→ **OBJECTIVE**: Can you output every line of the data below verbatim, leaving the pictures out?

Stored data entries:
§

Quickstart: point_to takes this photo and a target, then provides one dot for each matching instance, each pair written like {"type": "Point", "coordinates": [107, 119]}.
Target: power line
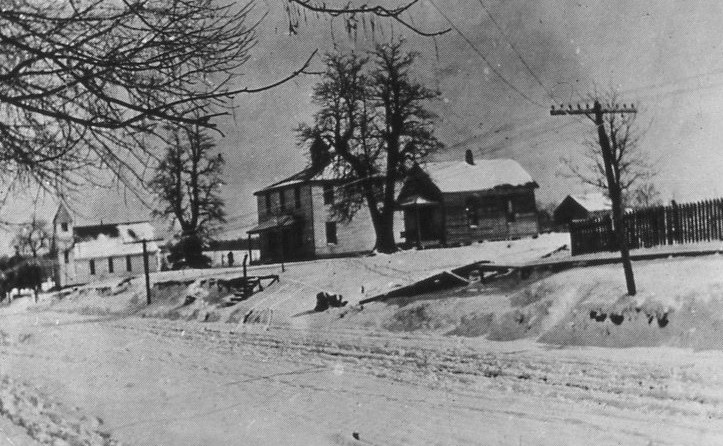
{"type": "Point", "coordinates": [514, 48]}
{"type": "Point", "coordinates": [484, 58]}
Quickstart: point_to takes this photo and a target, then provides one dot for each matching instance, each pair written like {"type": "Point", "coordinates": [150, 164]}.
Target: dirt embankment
{"type": "Point", "coordinates": [679, 303]}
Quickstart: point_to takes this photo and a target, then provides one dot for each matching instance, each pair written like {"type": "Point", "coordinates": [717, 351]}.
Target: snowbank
{"type": "Point", "coordinates": [49, 422]}
{"type": "Point", "coordinates": [679, 303]}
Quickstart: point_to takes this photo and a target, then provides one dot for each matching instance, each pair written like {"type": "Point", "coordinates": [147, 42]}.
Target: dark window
{"type": "Point", "coordinates": [331, 232]}
{"type": "Point", "coordinates": [328, 194]}
{"type": "Point", "coordinates": [297, 197]}
{"type": "Point", "coordinates": [299, 236]}
{"type": "Point", "coordinates": [471, 212]}
{"type": "Point", "coordinates": [510, 211]}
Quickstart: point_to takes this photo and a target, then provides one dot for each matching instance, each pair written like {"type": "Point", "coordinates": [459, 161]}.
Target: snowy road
{"type": "Point", "coordinates": [166, 382]}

§

→ **SOLUTION TO THIS EXERCISE**:
Quickstart: point_to takes this photo and a target, then provides one dot for each matching instance, each pair written like {"type": "Point", "coordinates": [107, 119]}.
Target: power line
{"type": "Point", "coordinates": [514, 48]}
{"type": "Point", "coordinates": [484, 58]}
Quickstart: point_to takes this photo and a target, then provides one dot for each matching instance, each pair written like {"type": "Point", "coordinates": [150, 164]}.
Target: dirt embankment
{"type": "Point", "coordinates": [679, 303]}
Quickstart: point_to takes this photo and a target, then provides one dot for each matching instance, each pair written like {"type": "Point", "coordinates": [717, 351]}.
Target: snowbank
{"type": "Point", "coordinates": [49, 422]}
{"type": "Point", "coordinates": [679, 303]}
Quickstart: point_to takes this photo and a target, then provides one dot for each matching instance, each pair written like {"type": "Point", "coordinates": [147, 42]}.
Target: dark window
{"type": "Point", "coordinates": [331, 232]}
{"type": "Point", "coordinates": [328, 194]}
{"type": "Point", "coordinates": [297, 197]}
{"type": "Point", "coordinates": [299, 236]}
{"type": "Point", "coordinates": [471, 212]}
{"type": "Point", "coordinates": [510, 211]}
Quickstart: point_to takes this photo and a target, then provides one dot for each matching instance, each pair written like {"type": "Point", "coordinates": [459, 161]}.
Target: snowy road
{"type": "Point", "coordinates": [166, 382]}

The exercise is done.